#### OBJECTIVE:
Report each line of the listing below that contains the string "lakebed", copying every such line in full. Matching is case-sensitive.

#### DATA LISTING:

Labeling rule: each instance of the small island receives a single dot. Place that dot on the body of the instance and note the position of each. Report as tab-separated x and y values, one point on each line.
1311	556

--

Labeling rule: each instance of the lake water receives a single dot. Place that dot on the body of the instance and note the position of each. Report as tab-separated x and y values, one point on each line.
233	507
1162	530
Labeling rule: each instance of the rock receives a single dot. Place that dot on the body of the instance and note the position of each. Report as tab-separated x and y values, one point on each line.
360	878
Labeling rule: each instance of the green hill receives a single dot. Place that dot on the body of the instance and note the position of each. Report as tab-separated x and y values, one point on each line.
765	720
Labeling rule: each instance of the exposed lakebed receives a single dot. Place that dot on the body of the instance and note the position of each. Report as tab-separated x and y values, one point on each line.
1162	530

#### WRITTEN REPLY:
Labeling rule: each instance of the exposed lakebed receives a single dot. Place that dot on the body of the instance and note the position of each. Report as tab-separated x and y values, one point on each line.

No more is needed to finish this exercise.